- [WHAT YOU ARE ASKED TO DO] Report every line of the records below that contains the word "would", copying each such line in full.
== PROVIDED INFORMATION ==
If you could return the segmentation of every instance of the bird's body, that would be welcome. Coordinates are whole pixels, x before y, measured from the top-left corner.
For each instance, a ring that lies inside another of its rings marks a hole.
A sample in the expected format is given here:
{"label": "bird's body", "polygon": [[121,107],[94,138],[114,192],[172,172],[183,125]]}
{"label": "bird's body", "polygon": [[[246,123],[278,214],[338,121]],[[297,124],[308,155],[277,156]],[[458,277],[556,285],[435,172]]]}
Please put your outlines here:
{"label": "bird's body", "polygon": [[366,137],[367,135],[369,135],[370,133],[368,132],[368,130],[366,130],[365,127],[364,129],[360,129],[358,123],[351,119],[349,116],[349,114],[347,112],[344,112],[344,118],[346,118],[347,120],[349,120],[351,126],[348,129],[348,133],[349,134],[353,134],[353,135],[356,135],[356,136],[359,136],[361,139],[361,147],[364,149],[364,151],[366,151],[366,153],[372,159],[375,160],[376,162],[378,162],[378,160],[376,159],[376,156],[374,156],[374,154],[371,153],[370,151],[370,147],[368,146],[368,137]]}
===
== PROVIDED INFORMATION ==
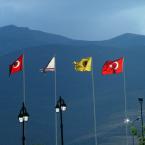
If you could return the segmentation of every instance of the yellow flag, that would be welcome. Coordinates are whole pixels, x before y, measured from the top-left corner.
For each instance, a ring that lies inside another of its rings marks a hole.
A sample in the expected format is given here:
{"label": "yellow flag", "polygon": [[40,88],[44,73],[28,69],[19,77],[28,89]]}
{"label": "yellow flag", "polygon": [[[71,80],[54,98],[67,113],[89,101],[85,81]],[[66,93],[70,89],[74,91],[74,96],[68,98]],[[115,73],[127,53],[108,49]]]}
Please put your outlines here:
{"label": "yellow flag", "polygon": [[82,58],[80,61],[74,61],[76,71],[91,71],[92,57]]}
===
- [SOLUTION TO THIS TASK]
If you could return the segmentation of every instance of the bird's body, that would be welcome. Coordinates are whole pixels, x before y, measured from the top-left corner.
If you could return the segmentation of every instance of the yellow flag, that would be welcome. Coordinates are whole pixels, x before y, measured from the top-left corner.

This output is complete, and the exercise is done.